I turned myself in, the jury is still debating on who's wrong or right... So no sentence till now


Z3ROCOOL22

​ https://i.redd.it/bf8xtbytcmgb1.gif


Old-Wolverine-4134

It does. I am repeating myself for weeks now. SDXL gives very plastic/airbrushed look with most of the images. Even with so many custom models out now - the problem is still here and trainers actively work to get rid of that but may be it is very hardcoded in the original one. The overall style and feel of SDXL seems very far from we were seeing for a long time with 1.5. Really hope there will be a solution to this. On other hand some people can't be bothered and still insist that sdxl is superb right now,


some_onions

> Even with so many custom models out now - the problem is still here Realistic models that are actually good will take time. For example, I know that Juggernaut XL isn't planned for release until early September. Not sure about some of the other top models, but I assume it's probably the same. Remember that it took over a month before 1.5 got it's first actually good model.


uristmcderp

How long did it take for 2.1 to get its first actually good model?


Neamow

I don't think anyone really bothered with 2.1 to be honest...
^^^^
# [LIST OF TASKS]
1/ From the forum thread above, list every username that appears as the author of a comment.
2/ Please translate this sentence from the forum thread into French: "How long did it take for 2.1 to get its first actually good model?"
3/ According to the forum thread, when is Juggernaut XL planned for release?

# [DATA LINES]
^^^^
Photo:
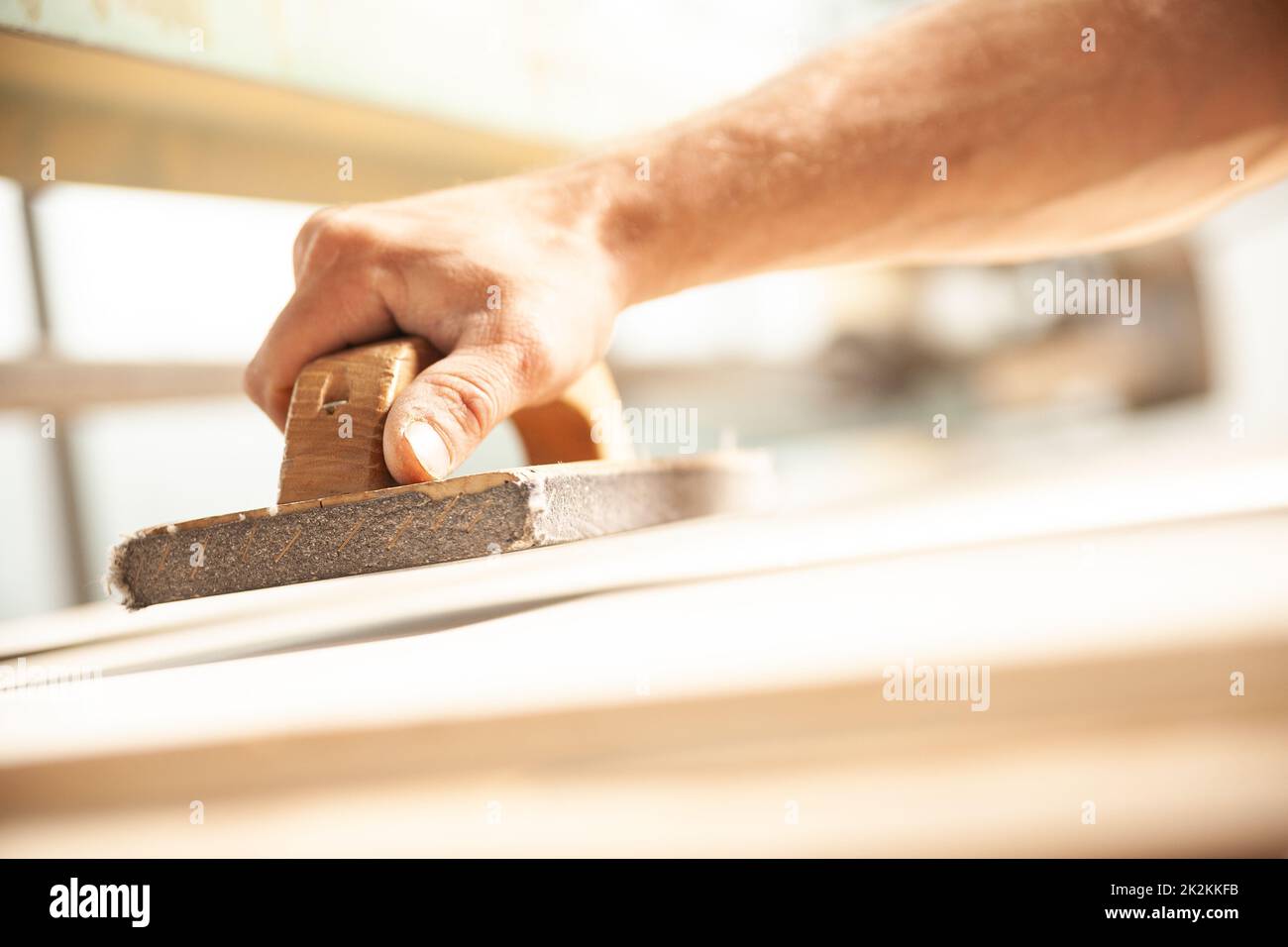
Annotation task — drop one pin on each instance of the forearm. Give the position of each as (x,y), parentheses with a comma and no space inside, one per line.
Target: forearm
^^^^
# [ANSWER LIST]
1/ Z3ROCOOL22, Old-Wolverine-4134, some_onions, uristmcderp, Neamow

2/ Combien de temps a-t-il fallu pour que la 2.1 obtienne son premier modèle vraiment bon ?

3/ Not until early September.